Tasks to carry out.
A: In the post about the future and nanotechnology, copy the stretch from "For AI, you" through "hundreds or more." word for word.
B: Which two works does the post about the future and nanotechnology ask the reader to read?
C: Write the next part of the post about the future and nanotechnology, starting after its last sentence.

Exercise text.

########################################

Over at IEET, Jamais Cascio and Mike Treder essentially argue that the future will be slow/boring, or rather, seem slow and boring because people will get used to advances as quickly as they occur. I heartily disagree. There are at least three probable events which could make the future seem traumatic, broken, out-of-control, and not slow by anyone’s standards. These three events include 1) a Third World War or atmospheric EMP detonation event, 2) an MNT revolution with accompanying arms races, and 3) superintelligence. In response to Jamais’ post, I commented:
I disagree. I don’t think that Jamais understands how abrupt an MNT revolution could be once the first nanofactory is built, or how abrupt a hard takeoff could be once a human-equivalent artificial intelligence is created.
Read Nanosystems, then “Design of a Primitive Nanofactory”, and look where nanotechnology is today.
For AI, you can do simple math that shows once an AI can earn enough money to pay for its own upkeep and then some, it would quickly gain the ability to take over most of the world economy.
Have Giulio or Jamais read “Design of a Primitive Nanofactory” or Nanosystems?
Knowledge of where we are today in nanotechnology, plus Nanosystems, plus “Design of a Primitive Nanofactory”, equals scary.
Where we are today: basic molecular assembly lines
The most important breakthrough: a reprogrammable universal assembler
Shortly thereafter: a basic nanofactory
Shortly thereafter: every nation with nanofactory technology magnifies its manufacturing potential by a factor of hundreds or more.
Chris Phoenix gets it. Jurgen Altmann gets it. Mark Gubrud gets it. Thomas Vandermolen gets it. Eric Drexler seems to have gotten it a long time ago. Michio Kaku, Annalee Newitz, and many others have called molecular nanotechnology “the next Industrial Revolution”.

########################################

Entries provided.

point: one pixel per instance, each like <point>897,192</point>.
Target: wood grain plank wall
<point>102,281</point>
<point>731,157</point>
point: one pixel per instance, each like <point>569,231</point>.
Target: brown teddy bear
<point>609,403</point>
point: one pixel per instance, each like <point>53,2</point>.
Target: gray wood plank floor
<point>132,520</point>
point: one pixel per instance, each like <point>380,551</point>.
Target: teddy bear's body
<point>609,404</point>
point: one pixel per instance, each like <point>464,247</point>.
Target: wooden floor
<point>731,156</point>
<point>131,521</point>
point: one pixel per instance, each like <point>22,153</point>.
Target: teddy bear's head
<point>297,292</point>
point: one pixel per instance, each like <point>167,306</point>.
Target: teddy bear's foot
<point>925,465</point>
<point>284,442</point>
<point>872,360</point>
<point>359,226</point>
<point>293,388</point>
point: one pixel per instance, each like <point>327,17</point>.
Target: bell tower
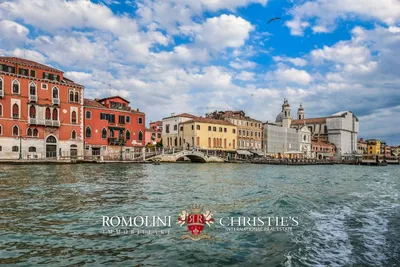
<point>286,117</point>
<point>300,113</point>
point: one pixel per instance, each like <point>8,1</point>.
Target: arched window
<point>32,89</point>
<point>15,130</point>
<point>55,92</point>
<point>71,96</point>
<point>104,133</point>
<point>32,112</point>
<point>55,115</point>
<point>88,132</point>
<point>15,87</point>
<point>48,114</point>
<point>73,134</point>
<point>73,116</point>
<point>15,111</point>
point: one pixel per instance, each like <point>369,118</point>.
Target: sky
<point>173,56</point>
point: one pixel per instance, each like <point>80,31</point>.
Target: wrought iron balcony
<point>116,141</point>
<point>33,98</point>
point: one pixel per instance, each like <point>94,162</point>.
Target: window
<point>121,119</point>
<point>73,117</point>
<point>73,134</point>
<point>15,111</point>
<point>55,115</point>
<point>104,133</point>
<point>71,96</point>
<point>32,112</point>
<point>32,89</point>
<point>88,132</point>
<point>15,87</point>
<point>48,114</point>
<point>55,92</point>
<point>15,130</point>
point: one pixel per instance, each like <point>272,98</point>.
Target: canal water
<point>53,214</point>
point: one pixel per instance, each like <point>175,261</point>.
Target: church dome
<point>279,117</point>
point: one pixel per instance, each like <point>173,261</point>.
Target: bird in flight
<point>273,19</point>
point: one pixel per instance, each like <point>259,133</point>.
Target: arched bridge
<point>194,156</point>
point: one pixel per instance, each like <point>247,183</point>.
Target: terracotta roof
<point>92,103</point>
<point>309,121</point>
<point>110,97</point>
<point>30,63</point>
<point>206,120</point>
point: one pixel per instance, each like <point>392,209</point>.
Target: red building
<point>110,124</point>
<point>40,111</point>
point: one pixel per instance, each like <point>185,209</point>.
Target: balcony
<point>116,141</point>
<point>47,123</point>
<point>33,98</point>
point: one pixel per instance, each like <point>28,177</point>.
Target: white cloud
<point>326,12</point>
<point>290,75</point>
<point>298,62</point>
<point>221,32</point>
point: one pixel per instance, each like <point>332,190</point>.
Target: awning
<point>294,152</point>
<point>260,153</point>
<point>243,152</point>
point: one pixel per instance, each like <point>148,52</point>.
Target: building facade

########################################

Responses per task.
A:
For AI, you can do simple math that shows once an AI can earn enough money to pay for its own upkeep and then some, it would quickly gain the ability to take over most of the world economy.
Have Giulio or Jamais read “Design of a Primitive Nanofactory” or Nanosystems?
Knowledge of where we are today in nanotechnology, plus Nanosystems, plus “Design of a Primitive Nanofactory”, equals scary.
Where we are today: basic molecular assembly lines
The most important breakthrough: a reprogrammable universal assembler
Shortly thereafter: a basic nanofactory
Shortly thereafter: every nation with nanofactory technology magnifies its manufacturing potential by a factor of hundreds or more.

B: Nanosystems and "Design of a Primitive Nanofactory."

C:
When will others get it? Here’s a quote from the CRN page on the dangers of molecular nanotechnology:
Molecular manufacturing raises the possibility of horrifically effective weapons. As an example, the smallest insect is about 200 microns; this creates a plausible size estimate for a nanotech-built antipersonnel weapon capable of seeking and injecting toxin into unprotected humans. The human lethal dose of botulism toxin is about 100 nanograms, or about 1/100 the volume of the weapon. As many as 50 billion toxin-carrying devices–theoretically enough to kill every human on earth–could be packed into a single suitcase. Guns of all sizes would be far more powerful, and their bullets could be self-guided. Aerospace hardware would be far lighter and higher performance; built with minimal or no metal, it would be much harder to spot on radar. Embedded computers would allow remote activation of any weapon, and more compact power handling would allow greatly improved robotics. These ideas barely scratch the surface of what’s possible.
Will weapons like these in the hands of every backwater terrorist and militia lead to a future that is “slow” or “boring? It could lead to a future where numerous major cities become essentially uninhabitable.
Here’s a potentially illuminating quote:
“Revolutions are cruel precisely because they move too fast for those whom they strike.”